> Records of labeled points
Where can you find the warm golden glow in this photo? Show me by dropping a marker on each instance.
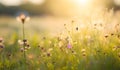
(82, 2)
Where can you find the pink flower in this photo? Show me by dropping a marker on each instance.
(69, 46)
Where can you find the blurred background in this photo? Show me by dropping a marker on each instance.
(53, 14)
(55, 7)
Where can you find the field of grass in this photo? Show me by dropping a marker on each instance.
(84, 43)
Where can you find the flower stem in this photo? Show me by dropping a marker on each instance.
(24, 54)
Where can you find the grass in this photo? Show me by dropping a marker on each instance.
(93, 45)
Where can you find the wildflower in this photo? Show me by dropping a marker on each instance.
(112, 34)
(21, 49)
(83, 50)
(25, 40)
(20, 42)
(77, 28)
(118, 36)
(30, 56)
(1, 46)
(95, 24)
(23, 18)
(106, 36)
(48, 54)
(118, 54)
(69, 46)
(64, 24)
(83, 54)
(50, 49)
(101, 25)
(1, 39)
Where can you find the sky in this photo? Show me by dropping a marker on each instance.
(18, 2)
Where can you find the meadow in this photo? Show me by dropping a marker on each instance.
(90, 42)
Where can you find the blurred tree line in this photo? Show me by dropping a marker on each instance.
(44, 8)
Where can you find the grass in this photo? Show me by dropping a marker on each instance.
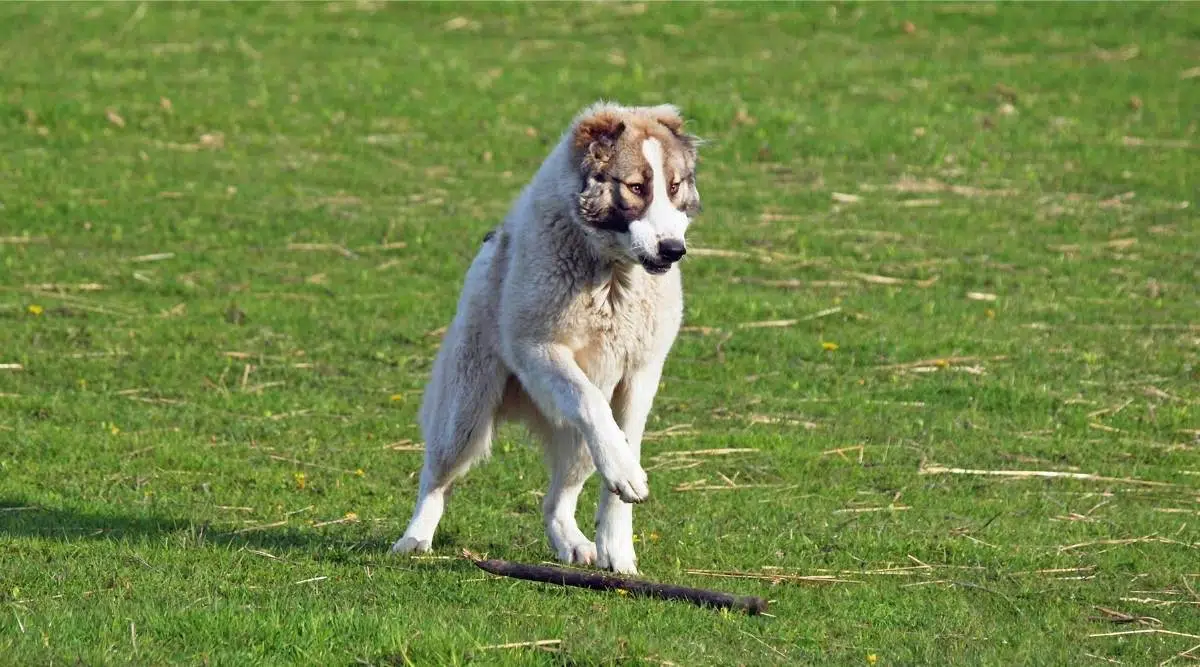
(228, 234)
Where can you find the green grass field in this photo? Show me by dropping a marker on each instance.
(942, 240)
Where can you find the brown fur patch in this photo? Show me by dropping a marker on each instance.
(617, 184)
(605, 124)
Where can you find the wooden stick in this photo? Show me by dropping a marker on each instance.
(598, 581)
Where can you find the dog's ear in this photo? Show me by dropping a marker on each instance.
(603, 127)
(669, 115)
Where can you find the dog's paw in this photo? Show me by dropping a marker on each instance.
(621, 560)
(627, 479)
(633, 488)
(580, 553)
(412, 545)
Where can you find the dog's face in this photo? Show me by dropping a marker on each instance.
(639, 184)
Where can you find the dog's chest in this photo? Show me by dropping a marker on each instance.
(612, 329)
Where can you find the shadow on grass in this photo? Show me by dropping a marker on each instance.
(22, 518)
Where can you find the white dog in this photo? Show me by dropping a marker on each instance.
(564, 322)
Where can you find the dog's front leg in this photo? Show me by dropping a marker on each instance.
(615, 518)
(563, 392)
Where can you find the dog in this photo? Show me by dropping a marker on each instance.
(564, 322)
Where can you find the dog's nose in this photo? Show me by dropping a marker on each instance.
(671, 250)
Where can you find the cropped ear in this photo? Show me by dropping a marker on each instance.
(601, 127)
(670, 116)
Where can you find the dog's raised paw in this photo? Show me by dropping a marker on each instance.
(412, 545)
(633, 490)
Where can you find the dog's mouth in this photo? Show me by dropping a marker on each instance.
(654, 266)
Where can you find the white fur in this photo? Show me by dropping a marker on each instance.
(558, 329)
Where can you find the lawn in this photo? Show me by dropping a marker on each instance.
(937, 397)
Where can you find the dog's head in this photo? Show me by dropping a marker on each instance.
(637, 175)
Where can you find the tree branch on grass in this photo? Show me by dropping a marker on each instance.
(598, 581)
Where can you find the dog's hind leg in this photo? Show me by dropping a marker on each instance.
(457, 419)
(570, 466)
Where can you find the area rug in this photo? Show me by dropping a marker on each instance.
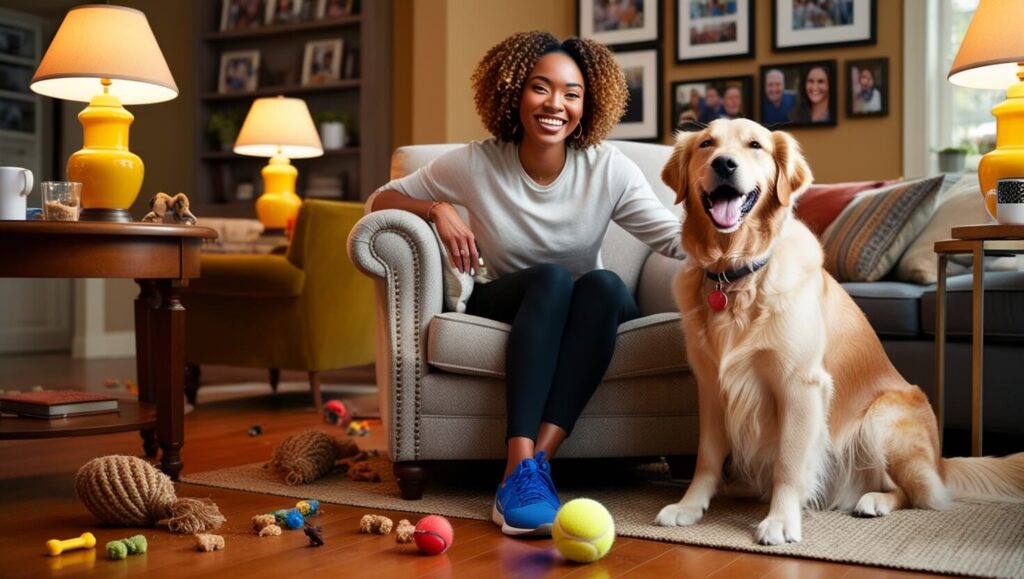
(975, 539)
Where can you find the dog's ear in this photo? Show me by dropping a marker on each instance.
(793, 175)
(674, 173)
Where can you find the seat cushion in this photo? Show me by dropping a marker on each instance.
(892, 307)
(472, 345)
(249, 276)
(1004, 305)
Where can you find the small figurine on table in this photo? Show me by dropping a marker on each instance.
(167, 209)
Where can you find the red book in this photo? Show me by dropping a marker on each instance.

> AIM OF THE TASK
Set down every record once more, word for word, without pictures.

> TASK RESULT
Where can you find the warm golden glow in this photo? Show me by dropping a marker on each instance.
(82, 2)
Where can you find the pink flower in this photo? Show me by dropping a marker on each instance.
(69, 46)
Where can you find the blurred background in this photo? Show me by dropping a marker on each instance.
(53, 14)
(55, 7)
Where can you find the field of grass in this photo? Show me by dropping a marker on each instance.
(84, 43)
Where can you find the flower stem in this photo? Show me by dropping a marker on each instance.
(24, 54)
Where can you find the grass in this photo? Show me by dropping a marker on each instance.
(93, 45)
Where can you find the wildflower in this photo? Show me by dropping a marker on each instance.
(112, 34)
(21, 49)
(83, 50)
(25, 40)
(20, 42)
(77, 28)
(118, 36)
(30, 56)
(1, 46)
(95, 24)
(23, 18)
(106, 36)
(48, 54)
(118, 54)
(69, 46)
(64, 24)
(83, 54)
(50, 49)
(101, 25)
(1, 39)
Where can you find the sky in this photo? Show me by dropping a marker on each instance.
(18, 2)
Where can you find the meadow in this photo? Show me by dropping a marker on each instance.
(90, 42)
Where can you find the blurred tree line in this photo? Show me by dropping a marker on each instance.
(44, 8)
Where can you find the grass in this photo? Show me by dropping a marker on each instance.
(228, 234)
Where can you find the green grass field in this photo? Show me by dropping a marker on each instance.
(942, 240)
Where can you find the brown fur patch in this photo? Show me by dropping a marker on each instance.
(617, 184)
(605, 124)
Where can you find the wooden stick in this photo? Show me by dropping a marker on each instance.
(598, 581)
Where can you find the dog's ear in this photo? Show me by dropping a marker on each instance.
(603, 127)
(669, 115)
Where can you find the dog's paw in this photo? Show me by dropping a marker on each instance.
(621, 560)
(627, 479)
(633, 488)
(580, 553)
(412, 545)
Where can you find the dog's face in this photo? Show me by dropping a marker on each instance.
(639, 184)
Where can you find the dog's chest in this photo? Show me by dropping a marker on each instance.
(612, 329)
Where can you find the shadow on grass in this photo? Show me by dropping a marker on each instance.
(22, 518)
Where can you find the white dog in this photo? Show me by dropping a marker on each instance.
(564, 322)
Where can you find the dog's front leg in this photo? Show me by dropping a marker on each instance.
(615, 518)
(563, 392)
Where can you find the dog in this photo? Show me by dropping a marker on each instance.
(564, 322)
Where can you find the dog's nose in this photo? Show me by dropping a marker on each instance.
(671, 250)
Where can you find the cropped ear in this photo? Show me by dropping a marker on each instance.
(601, 127)
(670, 116)
Where can you find the dog's raised paw in this photo? Show me by dropping a marker on each instance.
(412, 545)
(633, 490)
Where can you find the dog's mouth in this photo? Show me by dropping a marker on each instance.
(654, 266)
Where can you find the white fur in this photo? Show me by dropping a marker on each instance.
(558, 329)
Where can you find the lawn in this photo? Show me by dropping a marker on each instance.
(937, 397)
Where can you find the dog's head in this photo? Show me by dropping a marker on each instance.
(637, 175)
Where can you find the tree branch on grass in this photo? Show me by dropping a marker on each instance.
(598, 581)
Where can you find the dog's hind leg in this photo? Show me by dropping a marker on each instance.
(457, 419)
(570, 466)
Where can you find the area rug in this photo? Show me by dropping a marker on each instance.
(975, 539)
Where can you find the dog's ear in this photo? Show me by dropping a marker on each instance.
(793, 175)
(674, 173)
Where can you find the seat cushion in this photo? Show me by dropping a marker on each instance.
(892, 307)
(472, 345)
(249, 276)
(1004, 305)
Where can you find the small figurine on table in this photo? Show me by dropping a marker on each instance.
(167, 209)
Where can you find the red book in this photo? Show me by dropping a marker on each instance.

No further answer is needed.